> [YOUR GOAL]:
For every entry, reproduce the wording exactly and omit any image it holds.

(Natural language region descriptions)
>>>>
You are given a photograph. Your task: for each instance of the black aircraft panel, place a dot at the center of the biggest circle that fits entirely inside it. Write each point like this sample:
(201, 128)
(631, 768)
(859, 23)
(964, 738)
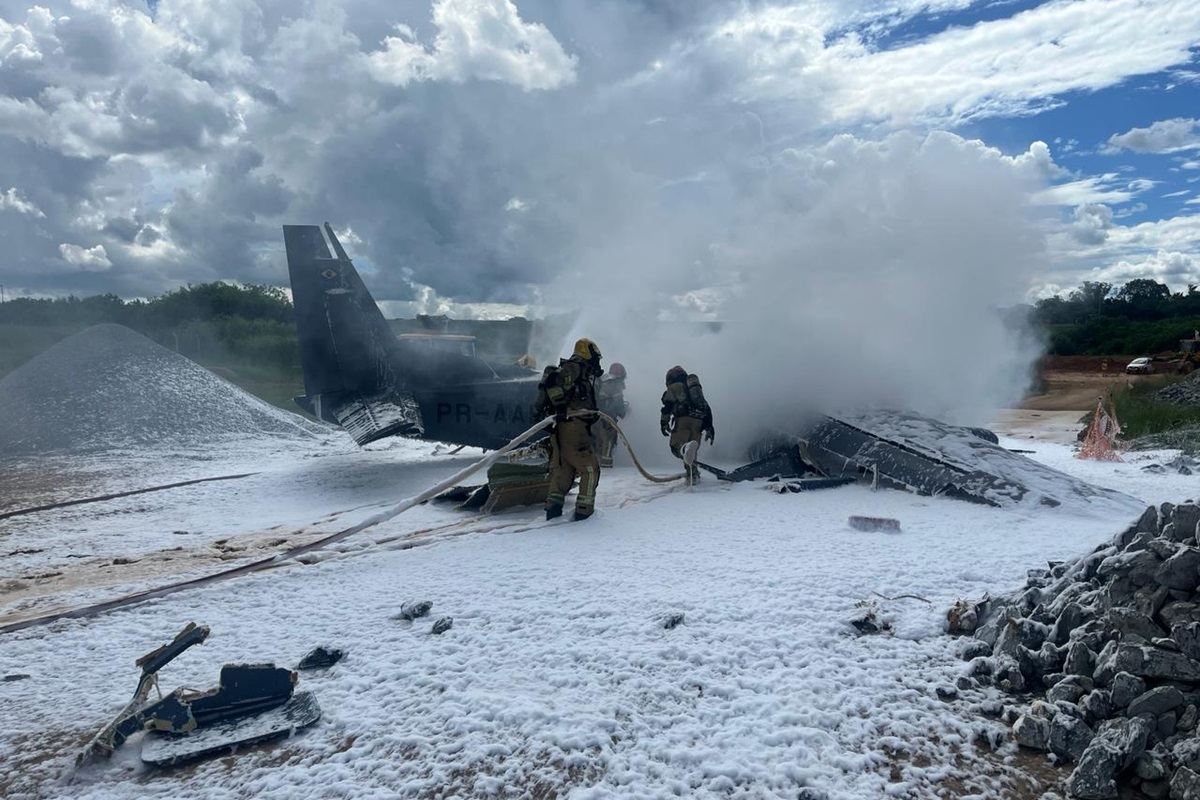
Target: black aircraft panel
(361, 378)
<<<<
> [ANSWER SPACE]:
You are given a photograph. Your task: for each instance of the black aircraft panel, place a dot at the center of the biggest circle that fits entirely inside it. Write each point like this sample:
(201, 128)
(631, 768)
(859, 23)
(964, 738)
Target: black aircraft panel
(361, 378)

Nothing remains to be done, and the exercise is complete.